● What is needed: Please write out all of the entries exactly as they appear.

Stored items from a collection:
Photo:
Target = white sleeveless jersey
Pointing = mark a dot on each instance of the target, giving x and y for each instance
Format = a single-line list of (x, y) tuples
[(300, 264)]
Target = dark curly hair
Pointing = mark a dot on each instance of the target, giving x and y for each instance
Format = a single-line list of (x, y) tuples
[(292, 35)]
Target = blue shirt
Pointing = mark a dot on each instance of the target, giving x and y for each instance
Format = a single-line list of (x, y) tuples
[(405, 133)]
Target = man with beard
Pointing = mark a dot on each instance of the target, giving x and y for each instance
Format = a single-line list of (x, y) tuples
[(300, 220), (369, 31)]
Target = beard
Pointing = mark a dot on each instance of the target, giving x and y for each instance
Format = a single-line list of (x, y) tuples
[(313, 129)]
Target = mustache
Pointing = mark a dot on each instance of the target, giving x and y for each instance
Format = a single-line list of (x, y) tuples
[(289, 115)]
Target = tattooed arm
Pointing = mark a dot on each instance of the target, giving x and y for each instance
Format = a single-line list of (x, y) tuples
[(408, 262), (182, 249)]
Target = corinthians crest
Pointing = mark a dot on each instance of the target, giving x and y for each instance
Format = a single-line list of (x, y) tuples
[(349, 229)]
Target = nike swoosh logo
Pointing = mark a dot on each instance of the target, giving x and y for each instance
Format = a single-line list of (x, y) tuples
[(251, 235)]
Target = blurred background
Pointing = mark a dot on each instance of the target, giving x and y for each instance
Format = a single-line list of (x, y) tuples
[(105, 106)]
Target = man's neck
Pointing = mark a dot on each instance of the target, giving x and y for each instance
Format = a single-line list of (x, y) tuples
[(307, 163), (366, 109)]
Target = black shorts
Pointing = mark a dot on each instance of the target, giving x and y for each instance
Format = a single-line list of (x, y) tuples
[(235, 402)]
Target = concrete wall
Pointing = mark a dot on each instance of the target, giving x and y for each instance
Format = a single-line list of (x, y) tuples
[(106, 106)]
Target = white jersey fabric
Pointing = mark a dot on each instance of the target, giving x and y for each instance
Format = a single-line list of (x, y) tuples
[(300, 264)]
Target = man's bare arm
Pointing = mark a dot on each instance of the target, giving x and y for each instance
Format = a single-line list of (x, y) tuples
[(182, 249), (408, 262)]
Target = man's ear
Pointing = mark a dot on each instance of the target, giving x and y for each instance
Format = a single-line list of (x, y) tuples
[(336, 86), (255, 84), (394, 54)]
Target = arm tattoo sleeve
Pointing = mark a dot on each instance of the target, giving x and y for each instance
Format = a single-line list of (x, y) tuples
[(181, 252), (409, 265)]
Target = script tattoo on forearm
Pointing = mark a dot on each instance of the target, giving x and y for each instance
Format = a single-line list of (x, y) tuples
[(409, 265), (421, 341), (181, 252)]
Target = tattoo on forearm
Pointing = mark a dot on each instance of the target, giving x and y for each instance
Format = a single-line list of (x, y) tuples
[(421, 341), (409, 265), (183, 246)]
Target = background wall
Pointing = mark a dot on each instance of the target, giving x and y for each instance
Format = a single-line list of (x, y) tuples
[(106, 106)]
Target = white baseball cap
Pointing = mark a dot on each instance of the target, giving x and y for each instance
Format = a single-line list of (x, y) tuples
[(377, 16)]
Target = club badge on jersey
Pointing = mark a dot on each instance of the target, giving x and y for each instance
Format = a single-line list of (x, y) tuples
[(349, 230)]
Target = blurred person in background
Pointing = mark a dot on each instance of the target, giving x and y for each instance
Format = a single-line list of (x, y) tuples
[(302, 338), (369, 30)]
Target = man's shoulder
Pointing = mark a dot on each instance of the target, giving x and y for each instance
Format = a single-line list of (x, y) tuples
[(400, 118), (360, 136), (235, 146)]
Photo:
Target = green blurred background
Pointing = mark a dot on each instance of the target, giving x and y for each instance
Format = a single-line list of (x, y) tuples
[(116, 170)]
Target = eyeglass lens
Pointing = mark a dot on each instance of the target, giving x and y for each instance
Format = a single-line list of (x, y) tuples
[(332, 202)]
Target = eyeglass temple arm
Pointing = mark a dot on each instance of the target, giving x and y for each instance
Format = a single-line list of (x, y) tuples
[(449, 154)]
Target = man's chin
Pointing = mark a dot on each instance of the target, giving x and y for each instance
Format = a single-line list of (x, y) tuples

● Task solution:
Photo:
Target = white sleeveless jersey
Pointing = mark a dot on each instance of the target, giving x and y for each instance
Format = a single-line list of (x, y) tuples
[(300, 264)]
Target = dark curly hair
Pointing = mark a dot on each instance of the target, giving x and y for each instance
Format = a single-line list of (x, y) tuples
[(292, 35)]
Target = blue shirt
Pointing = mark a dot on each instance of the target, giving x and y for each instance
Format = a single-line list of (x, y) tuples
[(405, 133)]
Target = man with beard
Pointing = mark a dot on each instance of the target, giving x and y for each instance
Format = a single-line list of (x, y) tuples
[(300, 220), (369, 31)]
Target = beard
Pointing = mark a dot on each instance of the target, giving x and y for each instance
Format = a single-line list of (x, y) tuples
[(313, 129)]
Target = mustache
Pointing = mark a dot on each instance of the target, giving x and y for each instance
Format = a single-line list of (x, y) tuples
[(289, 115)]
Target = tattooed arm
Pointing = mark a dot on each instance of the target, giving x and y for each instance
Format = a single-line list of (x, y) tuples
[(408, 262), (182, 249)]
Target = corinthians crest
Pointing = mark a dot on each instance of the target, giving x and y for each instance
Format = a single-line list of (x, y) tuples
[(349, 229)]
Target = nike swoosh logo
Pointing = mark a dot on each instance of the target, giving x and y for each instance
Format = a single-line list of (x, y) tuples
[(251, 235)]
Target = blurred background
Pointing = mark a dot on each instance of the target, giving x and y for each instance
Format = a single-line list of (x, y) tuples
[(105, 106)]
Target = man's neck
Pointing = mark a dot on each instance of the target, giving x and y for each instance
Format = a single-line list of (x, y) tuples
[(307, 163), (366, 109)]
Target = black shorts
Pointing = mark a dot on each instance of the target, giving x and y for each instance
Format = a single-line list of (x, y) tuples
[(235, 402)]
Target = concrete wall
Pointing = mark a dot on each instance of the target, giving x and y for each instance
Format = a single-line list of (x, y) tuples
[(106, 106)]
Target = white jersey fabric
Pointing = mark a dot on each instance of the target, giving x and y for each instance
Format = a single-line list of (x, y) tuples
[(300, 264)]
Target = man's bare arm
Pointing = mark a dot on each instance of the target, giving x and y for each instance
Format = a single-line list of (x, y) tuples
[(182, 249), (408, 262)]
Target = man's ear
Pointing = mark a dot on each instance of the target, giving x and y for each instance
Format = a single-line list of (x, y) tuples
[(336, 86), (255, 84), (394, 54)]
Target = arm tattoo sleeve
Pointing = mark a dot on each instance of the target, giving x and y for each instance
Format = a single-line list of (x, y) tuples
[(181, 252), (409, 265)]
Target = script tattoo on forearm
Pointing = mark a dot on each instance of the target, giving x and y for each instance
Format = a single-line list of (x, y) tuples
[(409, 265), (421, 341), (181, 252)]
Target = tattoo on forearm
Pointing = mark a dot on each instance of the target, giving x and y for each instance
Format = a single-line list of (x, y) tuples
[(421, 341), (409, 265), (183, 246)]
Target = background wall
Pointing = mark a dot on each instance of the target, giving x and y for each instance
Format = a single-line list of (x, y) tuples
[(106, 106)]
Target = white baseball cap
Pointing = mark a dot on each instance of the target, giving x and y for each instance
Format = a single-line list of (x, y) tuples
[(377, 16)]
Target = club badge on jersey
Pointing = mark a dot on each instance of the target, giving x and y for each instance
Format = a single-line list of (x, y) tuples
[(349, 230)]
Target = blurred person in background
Pointing = mark a dot on each instance of the target, giving x and y for each instance
Format = a single-line list of (x, y) tuples
[(302, 338), (369, 30)]
Target = man's shoulder
Pointing = mark a dot on each instance of the target, giving x and y for each instance
Format = a single-line list of (x, y) tuples
[(400, 118), (360, 136), (235, 146)]
Photo:
Target = green blurred background
Pointing = mark a dot on each instance of the target, giving x and y for each instance
Format = a single-line list of (x, y) tuples
[(116, 170)]
Target = eyeglass lens
Pointing = mark a dot on each instance of the target, giving x and y for each instance
Format = a single-line list of (x, y) tuples
[(332, 202)]
Target = eyeglass temple arm
Pointing = mark a dot on each instance of the target, giving x and y for each instance
Format = a single-line list of (x, y) tuples
[(449, 154)]
Target = man's chin
Pointing = mark a dot on each instance of the target, giving x and y for each instance
Format = a single-line list of (x, y) tuples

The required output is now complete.